_Exercise aim_. Render every line of the data below as a numbered list, omitting any blank lines.

# start of Dataset extract

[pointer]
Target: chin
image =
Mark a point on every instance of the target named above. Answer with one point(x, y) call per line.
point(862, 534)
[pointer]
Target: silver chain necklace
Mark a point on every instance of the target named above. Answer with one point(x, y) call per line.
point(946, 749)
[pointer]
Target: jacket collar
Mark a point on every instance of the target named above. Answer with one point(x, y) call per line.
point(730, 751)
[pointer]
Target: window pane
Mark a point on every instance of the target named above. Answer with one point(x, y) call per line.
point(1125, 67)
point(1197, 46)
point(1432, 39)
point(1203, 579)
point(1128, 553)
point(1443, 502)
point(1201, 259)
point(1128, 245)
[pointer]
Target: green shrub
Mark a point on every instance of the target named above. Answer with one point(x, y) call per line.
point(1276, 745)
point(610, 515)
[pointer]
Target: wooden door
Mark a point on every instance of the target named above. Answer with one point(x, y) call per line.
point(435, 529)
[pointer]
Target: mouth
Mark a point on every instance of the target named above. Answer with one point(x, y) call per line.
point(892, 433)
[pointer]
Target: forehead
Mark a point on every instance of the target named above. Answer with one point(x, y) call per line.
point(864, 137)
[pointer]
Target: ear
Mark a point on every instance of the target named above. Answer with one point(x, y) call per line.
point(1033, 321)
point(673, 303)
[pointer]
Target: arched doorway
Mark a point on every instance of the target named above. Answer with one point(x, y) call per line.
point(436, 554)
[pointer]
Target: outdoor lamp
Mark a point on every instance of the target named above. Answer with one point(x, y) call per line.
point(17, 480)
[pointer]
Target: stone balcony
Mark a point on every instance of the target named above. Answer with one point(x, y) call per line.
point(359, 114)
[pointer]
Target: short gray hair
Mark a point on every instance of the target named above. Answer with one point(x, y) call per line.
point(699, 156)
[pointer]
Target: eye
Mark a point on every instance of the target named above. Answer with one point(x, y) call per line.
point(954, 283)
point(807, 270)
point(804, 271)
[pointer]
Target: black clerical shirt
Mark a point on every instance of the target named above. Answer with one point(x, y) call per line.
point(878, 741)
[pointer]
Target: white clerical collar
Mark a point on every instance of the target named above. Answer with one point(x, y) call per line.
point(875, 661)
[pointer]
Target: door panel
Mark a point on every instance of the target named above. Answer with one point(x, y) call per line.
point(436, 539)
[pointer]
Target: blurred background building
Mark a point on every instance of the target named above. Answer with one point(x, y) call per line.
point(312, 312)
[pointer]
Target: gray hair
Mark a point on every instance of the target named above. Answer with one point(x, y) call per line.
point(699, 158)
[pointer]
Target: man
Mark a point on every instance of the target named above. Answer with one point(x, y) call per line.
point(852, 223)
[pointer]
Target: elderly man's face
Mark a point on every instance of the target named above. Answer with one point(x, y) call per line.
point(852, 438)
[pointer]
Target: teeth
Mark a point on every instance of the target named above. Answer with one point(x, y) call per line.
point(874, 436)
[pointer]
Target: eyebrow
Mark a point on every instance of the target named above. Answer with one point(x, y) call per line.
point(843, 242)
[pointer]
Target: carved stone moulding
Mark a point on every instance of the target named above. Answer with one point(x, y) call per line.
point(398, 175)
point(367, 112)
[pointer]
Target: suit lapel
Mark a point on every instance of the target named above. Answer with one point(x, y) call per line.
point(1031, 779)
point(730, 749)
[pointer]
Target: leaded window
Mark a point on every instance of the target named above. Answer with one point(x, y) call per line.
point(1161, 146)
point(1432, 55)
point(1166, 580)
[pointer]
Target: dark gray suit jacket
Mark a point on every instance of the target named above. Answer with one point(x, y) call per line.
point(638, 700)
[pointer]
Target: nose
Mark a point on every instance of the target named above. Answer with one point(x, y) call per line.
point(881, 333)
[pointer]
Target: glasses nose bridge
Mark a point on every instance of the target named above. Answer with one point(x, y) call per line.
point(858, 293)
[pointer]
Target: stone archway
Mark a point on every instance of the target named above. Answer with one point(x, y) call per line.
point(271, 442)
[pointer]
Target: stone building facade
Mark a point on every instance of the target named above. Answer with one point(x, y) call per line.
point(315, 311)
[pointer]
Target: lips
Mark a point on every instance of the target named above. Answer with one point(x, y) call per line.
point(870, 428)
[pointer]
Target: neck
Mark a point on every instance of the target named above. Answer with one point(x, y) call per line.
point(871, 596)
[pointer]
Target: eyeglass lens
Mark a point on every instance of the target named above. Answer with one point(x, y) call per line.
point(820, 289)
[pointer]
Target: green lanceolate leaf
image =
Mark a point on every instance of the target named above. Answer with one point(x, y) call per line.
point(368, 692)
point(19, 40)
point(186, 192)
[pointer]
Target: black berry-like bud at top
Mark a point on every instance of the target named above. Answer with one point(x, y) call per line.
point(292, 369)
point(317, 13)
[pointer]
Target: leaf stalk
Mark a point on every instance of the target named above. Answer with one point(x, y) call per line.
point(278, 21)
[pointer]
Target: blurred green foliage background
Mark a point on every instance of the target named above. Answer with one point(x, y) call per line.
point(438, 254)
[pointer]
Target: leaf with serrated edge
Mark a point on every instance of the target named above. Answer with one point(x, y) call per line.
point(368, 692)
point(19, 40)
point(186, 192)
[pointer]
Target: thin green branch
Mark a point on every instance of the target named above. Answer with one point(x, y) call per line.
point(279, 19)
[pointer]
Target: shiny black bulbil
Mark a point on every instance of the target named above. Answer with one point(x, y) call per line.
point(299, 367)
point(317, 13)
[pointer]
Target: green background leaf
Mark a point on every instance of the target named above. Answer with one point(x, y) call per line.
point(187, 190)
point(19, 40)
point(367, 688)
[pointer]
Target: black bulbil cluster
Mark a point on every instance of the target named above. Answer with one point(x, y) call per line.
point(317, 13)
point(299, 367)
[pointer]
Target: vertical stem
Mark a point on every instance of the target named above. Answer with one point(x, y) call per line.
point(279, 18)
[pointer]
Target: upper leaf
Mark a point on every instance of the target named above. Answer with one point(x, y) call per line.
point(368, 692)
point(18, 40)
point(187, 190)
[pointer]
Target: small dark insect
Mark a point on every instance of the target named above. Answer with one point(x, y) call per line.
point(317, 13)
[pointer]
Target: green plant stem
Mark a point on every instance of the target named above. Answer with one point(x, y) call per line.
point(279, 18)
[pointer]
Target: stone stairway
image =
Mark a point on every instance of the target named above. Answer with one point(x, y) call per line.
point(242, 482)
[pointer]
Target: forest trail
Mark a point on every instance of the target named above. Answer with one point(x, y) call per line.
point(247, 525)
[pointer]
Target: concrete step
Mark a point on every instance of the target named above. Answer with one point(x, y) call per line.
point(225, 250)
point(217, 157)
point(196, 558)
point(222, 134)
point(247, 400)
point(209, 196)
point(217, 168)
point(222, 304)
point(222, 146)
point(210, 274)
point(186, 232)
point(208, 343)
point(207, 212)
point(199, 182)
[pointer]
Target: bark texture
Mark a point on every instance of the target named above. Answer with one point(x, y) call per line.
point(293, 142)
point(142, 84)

# end of Dataset extract

_Result for this task_.
1. [pointer]
2. Target: chin
3. image =
4. Mark a point on every instance of the target named above. Answer with one point(x, y) call per line.
5. point(862, 534)
6. [pointer]
7. Target: silver chain necklace
8. Mark a point on every instance of the target named above. Answer with one point(x, y) call per line.
9. point(946, 749)
10. [pointer]
11. Target: jacket collar
12. Mark a point on every instance of the target named above. Answer with one point(x, y) call per line.
13. point(730, 751)
14. [pointer]
15. Target: window pane
16. Mark a point on every instance of the target named above. Answer with one point(x, y) call per line.
17. point(1125, 67)
18. point(1197, 46)
19. point(1432, 39)
20. point(1203, 579)
21. point(1128, 553)
22. point(1443, 502)
23. point(1201, 259)
24. point(1128, 245)
25. [pointer]
26. Target: green shrub
27. Mark a point on every instance of the target named above. Answer with one point(x, y) call per line.
28. point(1276, 745)
29. point(610, 515)
30. [pointer]
31. Target: wooden door
32. Mark a point on every instance of the target named above. Answer with one point(x, y) call per line.
33. point(435, 529)
34. [pointer]
35. Target: mouth
36. Mark a point on every instance of the target named above. Answer with one point(x, y) call per line.
37. point(892, 433)
38. [pointer]
39. Target: forehead
40. Mark a point on every instance of the target named above. Answer with one point(x, y) call per line.
41. point(864, 137)
42. [pointer]
43. Target: ear
44. Mark a point on every instance of the target named above. Answer with one point(x, y) call per line.
45. point(1033, 321)
46. point(673, 303)
47. [pointer]
48. Target: arched doorway
49. Mark a point on every instance of the target named above. Answer with one point(x, y) call per line.
50. point(436, 554)
51. [pointer]
52. Target: outdoor lamp
53. Mark a point on every instance of the target named above. Answer with one point(x, y) call per line.
54. point(17, 480)
55. [pointer]
56. Target: stone balcony
57. Mark a point on every instance of the target named above. Answer with one point(x, y) call per line.
58. point(359, 114)
59. [pointer]
60. Target: short gray hair
61. Mark a point on every instance of the target named above. Answer with one point(x, y) call per line.
62. point(699, 156)
63. [pointer]
64. Target: eye
65. Mark a point on every instance of the target named above. Answer with one point(x, y) call per line.
66. point(954, 283)
67. point(807, 270)
68. point(804, 271)
69. [pointer]
70. Target: black clerical shirt
71. Mark a point on every instance of the target named above. Answer with one point(x, y) call per line.
72. point(878, 741)
73. [pointer]
74. Target: white clerical collar
75. Mark a point on every instance of the target named above. Answer with one point(x, y) call per line.
76. point(875, 661)
77. [pointer]
78. Target: door panel
79. Mark a point on every instance of the target named above. Answer with one point(x, y) call per line.
80. point(436, 539)
81. [pointer]
82. Target: blurred background building
83. Mark a point on every instance of the target named above. Answer with one point(x, y) call per line.
84. point(312, 312)
85. [pointer]
86. Target: gray hair
87. Mark a point on every instance of the target named above. Answer with one point(x, y) call per line.
88. point(699, 158)
89. [pointer]
90. Target: man
91. Mark a point on every instance of the target named above. Answer with one point(x, y) call per line.
92. point(852, 223)
93. [pointer]
94. Target: elderly man's face
95. Mark a point on every instance of the target named above. Answer with one point(x, y) call per line.
96. point(852, 438)
97. [pointer]
98. Target: teeth
99. Mark a point on every instance of the target named above. Answer with one point(x, y) call per line.
100. point(874, 436)
101. [pointer]
102. Target: eyebrow
103. Mark a point on every instance of the target named above. Answer with one point(x, y) call per line.
104. point(843, 242)
105. [pointer]
106. Target: carved stone moulding
107. Mark a point on every instance of the target named above. Answer with one point(x, y) call per line.
108. point(398, 175)
109. point(367, 112)
110. [pointer]
111. Target: suit lapel
112. Mark a point on every instance of the target named above. Answer with one point(x, y) call per line.
113. point(1031, 779)
114. point(730, 749)
115. [pointer]
116. Target: leaded window
117. Mark a point on every instance of the target named above. Answer with one point(x, y) call per line.
118. point(1161, 146)
119. point(1432, 55)
120. point(1166, 580)
121. [pointer]
122. Target: dark gray suit jacket
123. Mark a point on every instance of the target named above. Answer with one point(x, y) call per line.
124. point(638, 700)
125. [pointer]
126. Target: nose
127. Mark a point on every instance of the target named above. Answer with one point(x, y) call per line.
128. point(881, 333)
129. [pointer]
130. Target: glasses nose bridge
131. Mark a point on every instance of the target named above. Answer with one point(x, y) call per line.
132. point(858, 293)
133. [pointer]
134. Target: stone archway
135. Mark a point on every instance of the target named above. Answer with one point(x, y) call per line.
136. point(271, 442)
137. [pointer]
138. Target: stone building facade
139. Mark a point on every instance of the target named above. Answer with one point(x, y) call per line.
140. point(315, 311)
141. [pointer]
142. Target: lips
143. Mark a point on every instance of the target named above. Answer with one point(x, y) call per line.
144. point(870, 428)
145. [pointer]
146. Target: neck
147. Mark a point on every instance of the target named above. Answer with one point(x, y) call per line.
148. point(871, 596)
149. [pointer]
150. Target: eyeglass lens
151. Mark a point on every instance of the target named above. Answer with one point(x, y) call per line.
152. point(820, 289)
153. [pointer]
154. Target: green lanceolate leaf
155. image =
156. Mark a point on every instance of the target named above. Answer with one point(x, y) call per line.
157. point(368, 692)
158. point(19, 40)
159. point(186, 192)
160. [pointer]
161. Target: black berry-like bud at top
162. Mark a point on every instance of the target named above. Answer with one point(x, y) call per line.
163. point(292, 369)
164. point(317, 13)
165. [pointer]
166. Target: leaf stalk
167. Mark a point on every instance of the target named above. Answer with one point(x, y) call per line.
168. point(278, 21)
169. [pointer]
170. Target: blurred green foliage background
171. Mark a point on every instance of the target named above. Answer with one point(x, y) call per line.
172. point(438, 254)
173. [pointer]
174. Target: leaf with serrated edge
175. Mark a point on every instance of the target named above. Answer with one point(x, y) call per line.
176. point(368, 692)
177. point(19, 40)
178. point(186, 192)
179. [pointer]
180. Target: thin green branch
181. Mark a point on every instance of the target named above. Answer with one point(x, y) call per line.
182. point(279, 19)
183. [pointer]
184. Target: shiny black bulbil
185. Mark a point on every instance of the target named above. Answer with one point(x, y) call per line.
186. point(299, 367)
187. point(317, 13)
188. [pointer]
189. Target: green background leaf
190. Mark a point on every instance of the target named above. Answer with one point(x, y) call per line.
191. point(187, 190)
192. point(19, 40)
193. point(367, 688)
194. [pointer]
195. Target: black bulbil cluster
196. Mark a point on every instance of the target named above. Answer with one point(x, y) call per line.
197. point(317, 13)
198. point(299, 367)
199. [pointer]
200. Target: vertical stem
201. Mark a point on every instance of the target named above. Answer with one point(x, y) call per line.
202. point(279, 18)
203. [pointer]
204. Target: upper leaf
205. Mark a point on every instance of the target named above. Answer with one point(x, y) call per line.
206. point(368, 692)
207. point(18, 40)
208. point(187, 190)
209. [pointer]
210. Target: small dark insect
211. Mark a point on every instance of the target named above. Answer with one point(x, y) call per line.
212. point(317, 13)
213. [pointer]
214. Target: green plant stem
215. Mark a point on every instance of the target named above. Answer with one point(x, y) call per line.
216. point(279, 18)
217. [pointer]
218. Target: stone stairway
219. image =
220. Mark a point on every instance of the target named above. Answer with one point(x, y) call per line.
221. point(242, 482)
222. [pointer]
223. Target: forest trail
224. Mark a point on every instance of the target named above. Answer with one point(x, y) call per line.
225. point(247, 525)
226. [pointer]
227. Target: concrete step
228. Mark a point on every instance of the target named above. Answer with one point(x, y) call per line.
229. point(225, 250)
230. point(217, 157)
231. point(196, 558)
232. point(222, 134)
233. point(247, 400)
234. point(209, 196)
235. point(217, 168)
236. point(222, 304)
237. point(222, 146)
238. point(210, 274)
239. point(186, 232)
240. point(208, 343)
241. point(207, 212)
242. point(199, 182)
243. [pointer]
244. Target: bark texture
245. Mark a point on every instance of the target named above. Answer with one point(x, y) call per line.
246. point(293, 142)
247. point(142, 84)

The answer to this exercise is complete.